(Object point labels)
+++++

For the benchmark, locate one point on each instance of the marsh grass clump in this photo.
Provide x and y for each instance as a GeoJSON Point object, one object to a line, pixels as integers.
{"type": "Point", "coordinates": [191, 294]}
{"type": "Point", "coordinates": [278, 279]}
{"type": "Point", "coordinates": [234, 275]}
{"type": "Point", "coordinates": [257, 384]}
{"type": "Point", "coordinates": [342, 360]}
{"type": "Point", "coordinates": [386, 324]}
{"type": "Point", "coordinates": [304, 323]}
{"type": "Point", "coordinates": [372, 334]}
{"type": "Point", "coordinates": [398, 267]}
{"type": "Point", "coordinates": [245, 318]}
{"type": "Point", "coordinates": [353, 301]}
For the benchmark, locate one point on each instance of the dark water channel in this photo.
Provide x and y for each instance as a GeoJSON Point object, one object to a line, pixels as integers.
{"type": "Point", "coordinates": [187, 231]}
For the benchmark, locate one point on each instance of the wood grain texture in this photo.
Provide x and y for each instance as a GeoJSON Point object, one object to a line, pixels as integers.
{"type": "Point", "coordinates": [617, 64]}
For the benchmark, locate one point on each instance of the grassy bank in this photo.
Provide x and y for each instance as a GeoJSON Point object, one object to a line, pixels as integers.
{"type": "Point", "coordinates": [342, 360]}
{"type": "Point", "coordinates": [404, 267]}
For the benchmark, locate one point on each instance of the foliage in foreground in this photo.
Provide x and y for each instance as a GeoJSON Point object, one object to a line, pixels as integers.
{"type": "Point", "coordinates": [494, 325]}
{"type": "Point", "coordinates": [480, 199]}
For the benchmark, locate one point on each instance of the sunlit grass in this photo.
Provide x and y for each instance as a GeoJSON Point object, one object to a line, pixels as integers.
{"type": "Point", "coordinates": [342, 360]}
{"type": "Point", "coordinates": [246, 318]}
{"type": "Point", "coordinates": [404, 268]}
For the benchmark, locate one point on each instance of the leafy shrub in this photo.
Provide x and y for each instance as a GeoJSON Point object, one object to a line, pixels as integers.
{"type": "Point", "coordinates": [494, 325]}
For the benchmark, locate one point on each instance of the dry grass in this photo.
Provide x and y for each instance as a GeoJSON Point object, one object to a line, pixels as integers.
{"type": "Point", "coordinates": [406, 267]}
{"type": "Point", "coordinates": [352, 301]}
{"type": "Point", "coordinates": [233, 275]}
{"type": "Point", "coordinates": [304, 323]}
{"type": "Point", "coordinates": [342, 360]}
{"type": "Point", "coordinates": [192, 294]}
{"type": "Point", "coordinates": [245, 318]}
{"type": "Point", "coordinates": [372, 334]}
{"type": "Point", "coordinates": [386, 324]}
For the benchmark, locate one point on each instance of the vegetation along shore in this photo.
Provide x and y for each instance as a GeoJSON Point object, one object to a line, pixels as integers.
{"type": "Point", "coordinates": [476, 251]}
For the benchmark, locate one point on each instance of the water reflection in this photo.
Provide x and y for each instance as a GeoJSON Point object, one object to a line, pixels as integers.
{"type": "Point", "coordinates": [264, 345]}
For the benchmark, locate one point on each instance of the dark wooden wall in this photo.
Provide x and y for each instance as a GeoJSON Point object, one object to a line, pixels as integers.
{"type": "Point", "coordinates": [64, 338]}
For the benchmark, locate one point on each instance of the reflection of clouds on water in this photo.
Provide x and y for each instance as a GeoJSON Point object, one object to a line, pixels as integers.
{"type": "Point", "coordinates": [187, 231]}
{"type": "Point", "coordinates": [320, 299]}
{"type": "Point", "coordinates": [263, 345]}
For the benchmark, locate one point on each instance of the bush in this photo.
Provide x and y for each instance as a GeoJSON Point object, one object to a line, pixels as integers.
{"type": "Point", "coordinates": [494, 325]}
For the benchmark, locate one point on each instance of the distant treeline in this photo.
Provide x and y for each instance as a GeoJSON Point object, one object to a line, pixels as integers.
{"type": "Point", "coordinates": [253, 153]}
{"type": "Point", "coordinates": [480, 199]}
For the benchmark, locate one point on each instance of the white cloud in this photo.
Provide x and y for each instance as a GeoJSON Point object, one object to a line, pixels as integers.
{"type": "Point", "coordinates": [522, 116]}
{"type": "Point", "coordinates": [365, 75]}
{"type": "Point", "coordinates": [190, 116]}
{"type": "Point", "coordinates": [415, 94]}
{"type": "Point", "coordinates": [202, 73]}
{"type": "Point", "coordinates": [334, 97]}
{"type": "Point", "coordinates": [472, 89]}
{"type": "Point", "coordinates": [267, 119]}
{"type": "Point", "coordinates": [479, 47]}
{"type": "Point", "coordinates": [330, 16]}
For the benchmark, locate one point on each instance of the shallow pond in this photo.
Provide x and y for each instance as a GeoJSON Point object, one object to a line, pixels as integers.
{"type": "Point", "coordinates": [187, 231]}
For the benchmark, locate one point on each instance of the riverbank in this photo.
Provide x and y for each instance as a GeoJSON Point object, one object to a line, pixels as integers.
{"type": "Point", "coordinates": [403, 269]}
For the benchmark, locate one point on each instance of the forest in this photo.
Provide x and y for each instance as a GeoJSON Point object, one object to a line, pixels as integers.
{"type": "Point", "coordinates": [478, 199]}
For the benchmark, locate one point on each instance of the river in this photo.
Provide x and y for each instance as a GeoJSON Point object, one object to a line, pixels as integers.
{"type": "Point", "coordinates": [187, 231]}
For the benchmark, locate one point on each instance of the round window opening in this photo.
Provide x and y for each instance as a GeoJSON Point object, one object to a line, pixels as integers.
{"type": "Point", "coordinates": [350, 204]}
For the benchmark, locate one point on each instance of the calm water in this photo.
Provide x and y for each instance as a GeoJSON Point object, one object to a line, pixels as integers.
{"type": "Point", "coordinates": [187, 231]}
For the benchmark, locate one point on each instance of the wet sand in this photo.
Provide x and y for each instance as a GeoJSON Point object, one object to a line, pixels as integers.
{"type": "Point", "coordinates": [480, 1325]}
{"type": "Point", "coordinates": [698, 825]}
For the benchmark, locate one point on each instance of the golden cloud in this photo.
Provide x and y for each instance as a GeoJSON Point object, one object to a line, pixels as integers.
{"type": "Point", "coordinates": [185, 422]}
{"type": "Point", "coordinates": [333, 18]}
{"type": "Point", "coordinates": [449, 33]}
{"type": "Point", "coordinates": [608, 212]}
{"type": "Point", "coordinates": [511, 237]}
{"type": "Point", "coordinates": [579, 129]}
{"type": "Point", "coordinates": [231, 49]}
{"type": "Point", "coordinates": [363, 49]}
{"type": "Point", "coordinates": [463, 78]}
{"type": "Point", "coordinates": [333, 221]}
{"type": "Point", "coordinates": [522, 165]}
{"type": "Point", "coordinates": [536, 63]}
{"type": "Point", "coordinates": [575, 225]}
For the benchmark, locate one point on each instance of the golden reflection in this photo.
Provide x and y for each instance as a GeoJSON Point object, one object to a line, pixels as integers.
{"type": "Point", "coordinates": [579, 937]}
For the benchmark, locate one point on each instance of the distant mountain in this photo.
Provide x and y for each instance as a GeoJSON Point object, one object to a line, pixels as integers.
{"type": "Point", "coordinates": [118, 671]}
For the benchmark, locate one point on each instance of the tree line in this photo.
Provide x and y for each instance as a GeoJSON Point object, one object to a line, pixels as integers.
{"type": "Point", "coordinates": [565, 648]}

+++++

== Exercise objective ==
Please reproduce each line exactly as written.

== The output ==
For the benchmark, locate one point on each instance of the marsh grass clump in this photo.
Provide x and y for each instance as a GeoJSON Point object, one object to a line, pixels as integers.
{"type": "Point", "coordinates": [191, 294]}
{"type": "Point", "coordinates": [278, 279]}
{"type": "Point", "coordinates": [234, 275]}
{"type": "Point", "coordinates": [257, 384]}
{"type": "Point", "coordinates": [342, 360]}
{"type": "Point", "coordinates": [386, 324]}
{"type": "Point", "coordinates": [304, 323]}
{"type": "Point", "coordinates": [372, 334]}
{"type": "Point", "coordinates": [398, 267]}
{"type": "Point", "coordinates": [245, 318]}
{"type": "Point", "coordinates": [353, 301]}
For the benchmark, locate one point on each instance of the dark water channel in this photo.
Provide x and y for each instance as a GeoJSON Point object, one object to a line, pixels as integers.
{"type": "Point", "coordinates": [187, 231]}
For the benchmark, locate one point on each instance of the wood grain texture in this photo.
Provide x and y for each instance as a GeoJSON Point object, one object to a line, pixels as integers.
{"type": "Point", "coordinates": [617, 64]}
For the benchmark, locate one point on each instance of the grassy bank in this photo.
Provide x and y for each instance as a GeoJSON Point object, one object to a line, pixels as integers.
{"type": "Point", "coordinates": [342, 360]}
{"type": "Point", "coordinates": [404, 267]}
For the benchmark, locate one point on each instance of the foliage in foreground in this photo.
Provide x and y for each instance as a GeoJSON Point object, one object to a line, pixels as integers.
{"type": "Point", "coordinates": [494, 325]}
{"type": "Point", "coordinates": [480, 199]}
For the benchmark, locate one point on each instance of the sunlit grass in this photo.
Provide x and y for each instance as a GeoJSON Point object, one object to a line, pixels as integers.
{"type": "Point", "coordinates": [342, 360]}
{"type": "Point", "coordinates": [246, 318]}
{"type": "Point", "coordinates": [404, 268]}
For the benchmark, locate one point on each instance of the leafy shrub in this photo.
Provide x and y for each instance as a GeoJSON Point object, one object to a line, pixels as integers.
{"type": "Point", "coordinates": [494, 325]}
For the benchmark, locate one point on each instance of the dry grass in this photo.
Provide x and y for each instance as a GeoJSON Point object, one object to a line, pixels as integers.
{"type": "Point", "coordinates": [406, 267]}
{"type": "Point", "coordinates": [352, 301]}
{"type": "Point", "coordinates": [233, 275]}
{"type": "Point", "coordinates": [304, 323]}
{"type": "Point", "coordinates": [342, 360]}
{"type": "Point", "coordinates": [192, 294]}
{"type": "Point", "coordinates": [245, 318]}
{"type": "Point", "coordinates": [372, 334]}
{"type": "Point", "coordinates": [386, 324]}
For the benchmark, locate one point on each instance of the vegetation along shore in this photo.
Provide x and y for each instance as a GeoJSON Point object, one object to a line, pixels as integers.
{"type": "Point", "coordinates": [476, 251]}
For the benchmark, locate one point on each instance of the water reflection in this photo.
Provide x and y for each instance as a GeoJSON Point object, one object to a line, pixels as integers.
{"type": "Point", "coordinates": [264, 345]}
For the benchmark, locate one point on each instance of the dark wooden wall in this photo.
Provide x and y for each instance as a GeoJSON Point object, one object to a line, pixels as integers.
{"type": "Point", "coordinates": [64, 338]}
For the benchmark, locate one point on each instance of the reflection of clouds on water in this photo.
Provide x and y for each instance as a GeoJSON Point object, one object to a line, pixels as integers.
{"type": "Point", "coordinates": [187, 231]}
{"type": "Point", "coordinates": [320, 299]}
{"type": "Point", "coordinates": [263, 345]}
For the benchmark, locate one point on each instance of the bush in this photo.
Provide x and y for each instance as a GeoJSON Point object, one object to a line, pixels as integers.
{"type": "Point", "coordinates": [494, 325]}
For the benchmark, locate one point on each instance of the distant treeline in this photo.
Provide x and y for each instance as a GeoJSON Point object, one object to a line, pixels as integers.
{"type": "Point", "coordinates": [253, 153]}
{"type": "Point", "coordinates": [480, 199]}
For the benchmark, locate one point on each instance of the white cloud in this photo.
Provide x and y for each instance as a GeoJSON Point object, one object to a line, pixels as integers.
{"type": "Point", "coordinates": [522, 116]}
{"type": "Point", "coordinates": [365, 75]}
{"type": "Point", "coordinates": [190, 116]}
{"type": "Point", "coordinates": [415, 94]}
{"type": "Point", "coordinates": [202, 73]}
{"type": "Point", "coordinates": [334, 97]}
{"type": "Point", "coordinates": [472, 89]}
{"type": "Point", "coordinates": [267, 119]}
{"type": "Point", "coordinates": [479, 47]}
{"type": "Point", "coordinates": [330, 16]}
For the benchmark, locate one point on each instance of the shallow pond in this photo.
Provide x and y for each instance as a GeoJSON Point object, one object to a line, pixels as integers.
{"type": "Point", "coordinates": [187, 231]}
For the benchmark, locate one point on each instance of the riverbank in this photo.
Provide x and y for each instance as a GeoJSON Point object, one object to a line, pixels as integers.
{"type": "Point", "coordinates": [403, 269]}
For the benchmark, locate one point on each instance of the forest in this photo.
Provide x and y for each instance as a GeoJSON Point object, one object to a line, pixels as integers.
{"type": "Point", "coordinates": [478, 199]}
For the benchmark, locate one point on each instance of the river in this photo.
Provide x and y for each instance as a GeoJSON Point object, one object to a line, pixels as integers.
{"type": "Point", "coordinates": [187, 231]}
For the benchmark, locate one point on each instance of the round window opening in this photo.
Provide x and y for each instance as a GeoJSON Point object, one object to a line, pixels as integers.
{"type": "Point", "coordinates": [350, 204]}
For the benchmark, locate one point on each instance of the calm water in this photo.
Provide x and y for each instance as a GeoJSON Point object, one object to a line, pixels as integers.
{"type": "Point", "coordinates": [187, 231]}
For the benchmark, locate one point on each instance of the wet sand in this photo.
Provide x and y for each instance as a GeoJSON Point object, one object to a line, pixels as integers.
{"type": "Point", "coordinates": [480, 1325]}
{"type": "Point", "coordinates": [698, 825]}
For the benchmark, locate one point on each instance of the golden cloud in this photo.
Provide x and y for each instance as a GeoJSON Point object, one object to a line, pixels as integers.
{"type": "Point", "coordinates": [185, 422]}
{"type": "Point", "coordinates": [333, 18]}
{"type": "Point", "coordinates": [449, 33]}
{"type": "Point", "coordinates": [608, 212]}
{"type": "Point", "coordinates": [511, 237]}
{"type": "Point", "coordinates": [579, 129]}
{"type": "Point", "coordinates": [231, 49]}
{"type": "Point", "coordinates": [363, 49]}
{"type": "Point", "coordinates": [463, 78]}
{"type": "Point", "coordinates": [333, 221]}
{"type": "Point", "coordinates": [522, 165]}
{"type": "Point", "coordinates": [536, 63]}
{"type": "Point", "coordinates": [575, 225]}
For the benchmark, locate one point on each instance of the golden reflection in this photo.
Provide x and y for each instance as a GeoJSON Point object, one object to a line, pixels as integers.
{"type": "Point", "coordinates": [579, 937]}
For the benchmark, locate one point on each instance of the distant mountain in this photo.
Provide x and y for each instance as a GeoJSON Point object, one object to a line, pixels as integers.
{"type": "Point", "coordinates": [118, 671]}
For the benchmark, locate one point on each instance of the tree line in this photo.
Provide x and y for each instance as a GeoJSON Point object, one object to a line, pixels as integers.
{"type": "Point", "coordinates": [565, 648]}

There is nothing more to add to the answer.